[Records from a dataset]
################

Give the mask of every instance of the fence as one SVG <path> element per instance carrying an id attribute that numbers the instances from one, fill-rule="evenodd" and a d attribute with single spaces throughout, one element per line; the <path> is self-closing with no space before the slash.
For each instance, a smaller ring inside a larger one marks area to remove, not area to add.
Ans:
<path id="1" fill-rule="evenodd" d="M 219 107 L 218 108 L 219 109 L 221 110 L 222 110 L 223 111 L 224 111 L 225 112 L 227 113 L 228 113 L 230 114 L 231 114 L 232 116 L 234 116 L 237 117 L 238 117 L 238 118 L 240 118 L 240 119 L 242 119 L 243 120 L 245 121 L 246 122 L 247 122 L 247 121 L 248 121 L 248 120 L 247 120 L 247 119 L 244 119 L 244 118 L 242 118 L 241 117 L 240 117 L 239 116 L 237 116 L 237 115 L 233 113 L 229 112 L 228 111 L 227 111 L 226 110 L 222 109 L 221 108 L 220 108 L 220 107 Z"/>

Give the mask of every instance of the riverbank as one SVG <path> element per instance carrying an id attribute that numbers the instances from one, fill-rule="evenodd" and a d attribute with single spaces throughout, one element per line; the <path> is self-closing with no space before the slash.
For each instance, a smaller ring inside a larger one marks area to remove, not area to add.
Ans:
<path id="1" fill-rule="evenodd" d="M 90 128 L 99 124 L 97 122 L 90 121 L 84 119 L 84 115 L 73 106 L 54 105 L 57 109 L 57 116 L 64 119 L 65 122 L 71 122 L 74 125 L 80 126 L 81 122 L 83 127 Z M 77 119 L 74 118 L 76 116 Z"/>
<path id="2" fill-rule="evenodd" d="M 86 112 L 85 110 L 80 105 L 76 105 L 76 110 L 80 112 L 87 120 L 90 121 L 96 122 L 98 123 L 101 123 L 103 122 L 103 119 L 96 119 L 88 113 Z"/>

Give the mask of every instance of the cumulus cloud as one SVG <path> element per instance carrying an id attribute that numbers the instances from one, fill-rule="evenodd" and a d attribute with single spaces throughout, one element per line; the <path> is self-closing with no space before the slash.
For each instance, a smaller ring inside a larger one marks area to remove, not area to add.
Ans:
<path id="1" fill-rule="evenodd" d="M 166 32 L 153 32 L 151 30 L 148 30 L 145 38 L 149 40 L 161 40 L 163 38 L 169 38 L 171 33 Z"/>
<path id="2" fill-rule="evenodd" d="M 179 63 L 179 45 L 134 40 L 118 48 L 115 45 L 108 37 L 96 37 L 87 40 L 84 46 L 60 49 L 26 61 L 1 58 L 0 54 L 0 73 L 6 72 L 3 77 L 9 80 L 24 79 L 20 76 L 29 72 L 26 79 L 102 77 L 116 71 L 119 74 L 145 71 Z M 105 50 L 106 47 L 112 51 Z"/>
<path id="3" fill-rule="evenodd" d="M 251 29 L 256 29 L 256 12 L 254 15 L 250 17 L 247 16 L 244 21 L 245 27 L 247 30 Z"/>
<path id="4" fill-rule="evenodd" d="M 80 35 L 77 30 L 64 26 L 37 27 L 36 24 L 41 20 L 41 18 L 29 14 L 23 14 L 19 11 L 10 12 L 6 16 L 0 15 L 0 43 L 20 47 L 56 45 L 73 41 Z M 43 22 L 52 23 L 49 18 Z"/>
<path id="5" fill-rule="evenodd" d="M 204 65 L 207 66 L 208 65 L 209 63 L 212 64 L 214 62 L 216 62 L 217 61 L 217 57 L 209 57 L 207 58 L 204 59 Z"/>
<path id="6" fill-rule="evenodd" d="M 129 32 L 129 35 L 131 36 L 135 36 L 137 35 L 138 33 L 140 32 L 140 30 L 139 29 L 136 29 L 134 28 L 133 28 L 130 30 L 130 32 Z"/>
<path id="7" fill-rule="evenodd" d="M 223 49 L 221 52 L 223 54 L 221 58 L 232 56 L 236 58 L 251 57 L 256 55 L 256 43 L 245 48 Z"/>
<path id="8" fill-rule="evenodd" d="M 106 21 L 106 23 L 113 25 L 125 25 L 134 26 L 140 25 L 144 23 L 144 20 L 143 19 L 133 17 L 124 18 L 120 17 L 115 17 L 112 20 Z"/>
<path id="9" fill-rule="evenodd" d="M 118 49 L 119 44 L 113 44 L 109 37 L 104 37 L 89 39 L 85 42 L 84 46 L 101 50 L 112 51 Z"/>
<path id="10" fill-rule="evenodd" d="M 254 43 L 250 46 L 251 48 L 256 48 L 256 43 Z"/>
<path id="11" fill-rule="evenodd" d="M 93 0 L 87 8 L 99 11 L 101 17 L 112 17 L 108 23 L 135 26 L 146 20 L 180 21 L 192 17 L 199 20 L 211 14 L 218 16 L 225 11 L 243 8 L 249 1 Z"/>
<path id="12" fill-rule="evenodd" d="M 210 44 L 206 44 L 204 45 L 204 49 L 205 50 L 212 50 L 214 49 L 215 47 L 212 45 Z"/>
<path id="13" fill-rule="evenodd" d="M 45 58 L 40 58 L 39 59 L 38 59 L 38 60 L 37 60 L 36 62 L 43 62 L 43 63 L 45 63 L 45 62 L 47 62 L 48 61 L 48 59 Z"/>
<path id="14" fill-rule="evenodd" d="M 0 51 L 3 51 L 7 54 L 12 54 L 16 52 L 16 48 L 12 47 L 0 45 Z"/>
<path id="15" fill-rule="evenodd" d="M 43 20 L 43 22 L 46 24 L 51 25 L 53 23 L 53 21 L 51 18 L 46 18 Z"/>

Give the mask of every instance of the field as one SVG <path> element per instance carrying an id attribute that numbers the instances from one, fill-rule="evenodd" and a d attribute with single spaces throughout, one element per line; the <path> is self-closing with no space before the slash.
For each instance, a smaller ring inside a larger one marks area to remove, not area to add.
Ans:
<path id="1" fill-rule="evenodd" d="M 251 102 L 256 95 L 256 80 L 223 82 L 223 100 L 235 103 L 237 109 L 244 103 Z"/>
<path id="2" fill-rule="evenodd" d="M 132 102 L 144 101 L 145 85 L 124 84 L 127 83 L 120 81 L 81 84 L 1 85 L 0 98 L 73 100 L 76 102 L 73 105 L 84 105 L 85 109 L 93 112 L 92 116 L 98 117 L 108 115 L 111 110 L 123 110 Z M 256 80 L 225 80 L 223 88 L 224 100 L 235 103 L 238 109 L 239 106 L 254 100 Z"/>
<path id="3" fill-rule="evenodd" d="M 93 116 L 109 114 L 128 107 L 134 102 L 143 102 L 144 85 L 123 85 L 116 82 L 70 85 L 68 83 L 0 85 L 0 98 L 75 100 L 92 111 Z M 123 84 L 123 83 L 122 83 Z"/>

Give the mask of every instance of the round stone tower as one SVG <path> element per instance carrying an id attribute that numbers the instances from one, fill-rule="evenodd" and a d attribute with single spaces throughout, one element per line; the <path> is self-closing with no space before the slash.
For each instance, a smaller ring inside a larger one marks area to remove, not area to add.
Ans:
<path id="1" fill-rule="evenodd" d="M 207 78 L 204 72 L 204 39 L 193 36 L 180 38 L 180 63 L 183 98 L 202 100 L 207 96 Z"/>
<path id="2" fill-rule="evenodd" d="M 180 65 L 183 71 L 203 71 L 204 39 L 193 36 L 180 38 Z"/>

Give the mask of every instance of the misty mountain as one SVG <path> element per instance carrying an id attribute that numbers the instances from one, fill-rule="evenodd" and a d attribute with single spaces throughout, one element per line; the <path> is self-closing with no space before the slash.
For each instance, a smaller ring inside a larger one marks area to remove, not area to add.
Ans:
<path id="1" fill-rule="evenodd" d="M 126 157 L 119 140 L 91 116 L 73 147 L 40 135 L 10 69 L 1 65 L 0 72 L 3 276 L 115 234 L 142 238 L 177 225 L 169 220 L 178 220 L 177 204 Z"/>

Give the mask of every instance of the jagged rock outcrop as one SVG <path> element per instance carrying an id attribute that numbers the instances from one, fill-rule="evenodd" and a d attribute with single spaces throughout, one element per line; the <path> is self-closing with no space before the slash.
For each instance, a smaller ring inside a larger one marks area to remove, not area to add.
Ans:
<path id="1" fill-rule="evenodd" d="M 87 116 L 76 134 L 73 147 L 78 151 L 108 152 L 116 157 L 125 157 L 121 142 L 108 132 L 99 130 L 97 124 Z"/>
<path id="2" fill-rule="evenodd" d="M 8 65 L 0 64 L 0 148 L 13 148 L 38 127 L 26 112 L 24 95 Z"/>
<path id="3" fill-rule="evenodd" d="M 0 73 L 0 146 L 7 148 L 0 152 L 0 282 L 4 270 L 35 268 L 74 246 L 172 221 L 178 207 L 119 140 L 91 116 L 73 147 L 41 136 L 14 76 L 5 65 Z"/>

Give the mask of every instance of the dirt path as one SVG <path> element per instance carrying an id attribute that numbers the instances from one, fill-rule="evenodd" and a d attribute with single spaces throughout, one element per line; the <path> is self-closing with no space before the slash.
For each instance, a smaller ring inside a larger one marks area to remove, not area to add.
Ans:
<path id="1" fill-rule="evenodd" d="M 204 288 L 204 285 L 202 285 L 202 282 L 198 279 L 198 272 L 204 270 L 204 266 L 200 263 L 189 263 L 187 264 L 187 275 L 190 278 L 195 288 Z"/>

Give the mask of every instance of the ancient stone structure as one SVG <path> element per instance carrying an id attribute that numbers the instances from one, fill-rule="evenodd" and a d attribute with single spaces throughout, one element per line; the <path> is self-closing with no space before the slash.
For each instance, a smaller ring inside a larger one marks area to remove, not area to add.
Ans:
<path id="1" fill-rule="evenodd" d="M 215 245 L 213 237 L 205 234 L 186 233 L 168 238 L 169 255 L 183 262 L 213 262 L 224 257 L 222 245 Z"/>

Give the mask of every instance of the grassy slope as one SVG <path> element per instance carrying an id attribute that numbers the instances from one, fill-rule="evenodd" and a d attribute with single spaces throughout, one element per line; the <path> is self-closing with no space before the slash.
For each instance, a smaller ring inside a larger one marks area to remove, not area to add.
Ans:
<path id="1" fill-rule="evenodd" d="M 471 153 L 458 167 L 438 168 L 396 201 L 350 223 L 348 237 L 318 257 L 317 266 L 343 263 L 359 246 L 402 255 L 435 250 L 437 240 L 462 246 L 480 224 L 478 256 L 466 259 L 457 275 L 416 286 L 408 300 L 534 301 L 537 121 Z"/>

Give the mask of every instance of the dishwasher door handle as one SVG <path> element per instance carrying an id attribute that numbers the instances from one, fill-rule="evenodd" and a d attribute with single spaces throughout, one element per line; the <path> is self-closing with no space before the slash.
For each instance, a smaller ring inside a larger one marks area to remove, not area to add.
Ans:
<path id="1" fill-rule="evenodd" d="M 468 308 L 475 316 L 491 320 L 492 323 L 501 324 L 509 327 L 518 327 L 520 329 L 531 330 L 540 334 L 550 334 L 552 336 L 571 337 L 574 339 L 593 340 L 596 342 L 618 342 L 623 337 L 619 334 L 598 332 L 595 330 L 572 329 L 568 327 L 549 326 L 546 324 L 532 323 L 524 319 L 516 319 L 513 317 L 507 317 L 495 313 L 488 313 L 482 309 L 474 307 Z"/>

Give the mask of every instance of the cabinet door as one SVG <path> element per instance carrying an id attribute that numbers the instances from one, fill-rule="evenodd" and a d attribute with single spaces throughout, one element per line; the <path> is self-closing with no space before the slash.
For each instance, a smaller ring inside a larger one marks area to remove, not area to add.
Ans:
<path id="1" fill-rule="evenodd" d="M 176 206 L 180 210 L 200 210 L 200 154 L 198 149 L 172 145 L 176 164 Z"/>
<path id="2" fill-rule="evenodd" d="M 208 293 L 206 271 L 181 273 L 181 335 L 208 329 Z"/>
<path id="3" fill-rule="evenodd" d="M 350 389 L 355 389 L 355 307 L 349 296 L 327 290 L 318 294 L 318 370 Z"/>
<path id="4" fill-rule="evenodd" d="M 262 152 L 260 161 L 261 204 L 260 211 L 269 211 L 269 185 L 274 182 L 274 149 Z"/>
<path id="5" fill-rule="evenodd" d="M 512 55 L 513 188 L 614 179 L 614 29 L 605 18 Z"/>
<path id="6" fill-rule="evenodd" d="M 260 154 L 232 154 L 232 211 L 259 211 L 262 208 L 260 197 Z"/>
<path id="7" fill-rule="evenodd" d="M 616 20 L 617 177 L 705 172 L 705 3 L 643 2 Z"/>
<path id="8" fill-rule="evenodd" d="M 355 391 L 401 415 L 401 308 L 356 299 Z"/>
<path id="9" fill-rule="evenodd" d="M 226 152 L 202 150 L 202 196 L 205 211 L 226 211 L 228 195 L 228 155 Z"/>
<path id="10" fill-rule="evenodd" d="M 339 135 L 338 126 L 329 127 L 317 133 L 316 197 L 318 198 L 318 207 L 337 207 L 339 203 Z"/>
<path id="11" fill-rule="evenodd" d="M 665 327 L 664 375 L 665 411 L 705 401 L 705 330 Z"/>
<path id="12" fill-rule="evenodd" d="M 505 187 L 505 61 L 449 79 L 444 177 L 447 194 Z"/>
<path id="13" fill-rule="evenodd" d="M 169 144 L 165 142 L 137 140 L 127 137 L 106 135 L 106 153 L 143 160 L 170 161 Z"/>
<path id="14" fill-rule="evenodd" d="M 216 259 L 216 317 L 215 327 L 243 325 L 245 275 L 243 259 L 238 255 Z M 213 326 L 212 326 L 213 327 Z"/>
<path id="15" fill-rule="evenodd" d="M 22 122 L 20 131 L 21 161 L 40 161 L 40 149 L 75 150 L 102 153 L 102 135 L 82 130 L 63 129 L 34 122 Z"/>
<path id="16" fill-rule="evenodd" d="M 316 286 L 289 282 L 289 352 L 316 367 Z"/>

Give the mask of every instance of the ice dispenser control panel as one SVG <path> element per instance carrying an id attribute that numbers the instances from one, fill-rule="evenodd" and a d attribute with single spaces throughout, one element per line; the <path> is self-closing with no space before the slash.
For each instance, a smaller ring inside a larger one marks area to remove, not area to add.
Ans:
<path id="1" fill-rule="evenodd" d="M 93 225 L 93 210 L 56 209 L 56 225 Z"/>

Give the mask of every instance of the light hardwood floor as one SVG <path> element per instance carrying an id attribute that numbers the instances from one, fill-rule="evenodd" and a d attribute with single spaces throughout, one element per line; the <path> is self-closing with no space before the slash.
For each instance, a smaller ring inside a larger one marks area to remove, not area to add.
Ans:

################

→ AIM OF THE EXERCISE
Please render as a JSON list of strings the part of the records that opens with the line containing "Give the mask of every instance of the riverbank" and closes with the line containing "90 128 L 99", both of those lines included. Use one string per line and leave out any blank lines.

→ WORKED ANSWER
[
  "Give the mask of every instance of the riverbank as one SVG <path> element per instance carrying an id attribute that numbers the instances from one, fill-rule=\"evenodd\" and a d attribute with single spaces throughout, one element per line; the <path> is self-closing with no space before the slash.",
  "For each instance, a smaller ring inside a larger one marks area to remove, not area to add.",
  "Ans:",
  "<path id=\"1\" fill-rule=\"evenodd\" d=\"M 90 128 L 99 124 L 97 122 L 90 121 L 84 119 L 84 115 L 73 106 L 54 105 L 57 109 L 57 116 L 64 119 L 65 122 L 71 122 L 74 125 L 80 126 L 81 122 L 83 127 Z M 77 119 L 74 118 L 76 116 Z\"/>"
]